→ STATED PROBLEM: Copy the data from the line with "Now, locate where wooden" up to and including the line with "[0,263,282,333]", keeping the request wording unchanged and multiplying each bounding box coordinate by 1.65, rounded to a whole number with halves going up. Return only those lines.
======== DATASET ========
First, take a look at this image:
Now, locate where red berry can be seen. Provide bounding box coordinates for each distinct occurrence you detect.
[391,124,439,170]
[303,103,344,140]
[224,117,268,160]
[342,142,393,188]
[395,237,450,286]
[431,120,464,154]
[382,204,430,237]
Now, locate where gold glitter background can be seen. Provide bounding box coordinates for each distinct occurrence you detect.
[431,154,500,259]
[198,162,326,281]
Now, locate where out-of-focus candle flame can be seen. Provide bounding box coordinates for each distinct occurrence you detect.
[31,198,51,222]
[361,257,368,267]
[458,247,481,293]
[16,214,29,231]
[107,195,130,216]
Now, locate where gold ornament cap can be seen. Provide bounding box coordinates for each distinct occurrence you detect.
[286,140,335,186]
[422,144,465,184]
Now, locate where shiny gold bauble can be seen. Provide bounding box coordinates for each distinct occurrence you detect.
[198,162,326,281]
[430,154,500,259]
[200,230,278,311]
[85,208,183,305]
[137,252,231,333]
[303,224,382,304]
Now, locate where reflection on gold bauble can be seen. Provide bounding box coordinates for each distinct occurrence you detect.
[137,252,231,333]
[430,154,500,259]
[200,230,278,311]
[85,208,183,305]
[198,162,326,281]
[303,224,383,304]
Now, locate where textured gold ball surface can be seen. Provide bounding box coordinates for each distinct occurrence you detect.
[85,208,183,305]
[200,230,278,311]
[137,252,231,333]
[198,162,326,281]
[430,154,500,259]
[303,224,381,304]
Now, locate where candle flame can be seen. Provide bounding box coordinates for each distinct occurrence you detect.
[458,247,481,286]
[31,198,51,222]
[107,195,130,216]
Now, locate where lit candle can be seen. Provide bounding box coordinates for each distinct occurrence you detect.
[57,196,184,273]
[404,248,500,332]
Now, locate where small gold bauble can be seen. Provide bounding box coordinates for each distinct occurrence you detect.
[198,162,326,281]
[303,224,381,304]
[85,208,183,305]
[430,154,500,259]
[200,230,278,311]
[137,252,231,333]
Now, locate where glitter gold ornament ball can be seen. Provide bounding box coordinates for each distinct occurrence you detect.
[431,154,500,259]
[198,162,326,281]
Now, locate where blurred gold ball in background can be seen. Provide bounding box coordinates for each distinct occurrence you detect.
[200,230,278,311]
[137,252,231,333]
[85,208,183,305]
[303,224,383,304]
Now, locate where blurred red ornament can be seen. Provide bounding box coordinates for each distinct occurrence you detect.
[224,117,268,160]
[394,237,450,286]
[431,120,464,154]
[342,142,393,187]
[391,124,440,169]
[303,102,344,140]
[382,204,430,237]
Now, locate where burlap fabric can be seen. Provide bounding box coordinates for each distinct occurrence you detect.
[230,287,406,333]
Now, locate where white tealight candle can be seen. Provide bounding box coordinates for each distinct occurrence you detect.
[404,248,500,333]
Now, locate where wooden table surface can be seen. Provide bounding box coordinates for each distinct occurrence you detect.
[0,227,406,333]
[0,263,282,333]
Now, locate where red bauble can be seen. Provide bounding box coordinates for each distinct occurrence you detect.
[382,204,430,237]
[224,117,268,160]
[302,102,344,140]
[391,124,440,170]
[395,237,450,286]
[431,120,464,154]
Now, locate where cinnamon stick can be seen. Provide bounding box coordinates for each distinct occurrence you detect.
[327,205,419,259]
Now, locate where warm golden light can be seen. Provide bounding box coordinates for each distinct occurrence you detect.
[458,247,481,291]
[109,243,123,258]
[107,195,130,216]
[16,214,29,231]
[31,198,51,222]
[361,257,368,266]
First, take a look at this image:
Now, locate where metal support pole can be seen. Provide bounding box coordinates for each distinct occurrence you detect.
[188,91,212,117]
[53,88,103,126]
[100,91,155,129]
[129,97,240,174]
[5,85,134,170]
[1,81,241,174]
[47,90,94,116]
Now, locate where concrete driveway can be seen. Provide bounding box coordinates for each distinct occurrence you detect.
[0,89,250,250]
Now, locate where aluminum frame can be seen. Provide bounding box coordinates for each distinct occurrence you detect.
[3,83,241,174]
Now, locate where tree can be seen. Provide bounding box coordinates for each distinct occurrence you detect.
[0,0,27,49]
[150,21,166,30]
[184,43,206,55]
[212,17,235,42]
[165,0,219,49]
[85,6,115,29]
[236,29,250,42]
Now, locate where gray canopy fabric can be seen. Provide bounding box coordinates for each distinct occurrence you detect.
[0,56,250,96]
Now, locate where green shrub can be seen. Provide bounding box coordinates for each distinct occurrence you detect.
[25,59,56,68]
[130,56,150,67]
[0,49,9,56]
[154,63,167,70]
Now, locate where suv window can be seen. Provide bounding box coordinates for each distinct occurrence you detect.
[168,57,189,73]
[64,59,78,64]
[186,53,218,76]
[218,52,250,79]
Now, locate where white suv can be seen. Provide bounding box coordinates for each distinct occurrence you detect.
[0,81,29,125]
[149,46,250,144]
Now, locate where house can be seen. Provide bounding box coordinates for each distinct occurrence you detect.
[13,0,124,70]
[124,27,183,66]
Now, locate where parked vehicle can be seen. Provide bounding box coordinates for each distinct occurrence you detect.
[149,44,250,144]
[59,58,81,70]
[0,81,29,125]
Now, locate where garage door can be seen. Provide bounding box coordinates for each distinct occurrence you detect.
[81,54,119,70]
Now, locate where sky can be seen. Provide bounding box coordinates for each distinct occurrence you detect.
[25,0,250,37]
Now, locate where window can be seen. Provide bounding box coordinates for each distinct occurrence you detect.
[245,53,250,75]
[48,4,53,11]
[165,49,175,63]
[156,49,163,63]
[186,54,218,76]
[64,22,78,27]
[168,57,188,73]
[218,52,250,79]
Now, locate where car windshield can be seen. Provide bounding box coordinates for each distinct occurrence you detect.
========
→ ANSWER FOR THIS EXERCISE:
Now, locate where wooden table surface can be seen. Provide bounding box coordinates for each distinct occurrence you detect.
[0,375,670,549]
[0,434,465,549]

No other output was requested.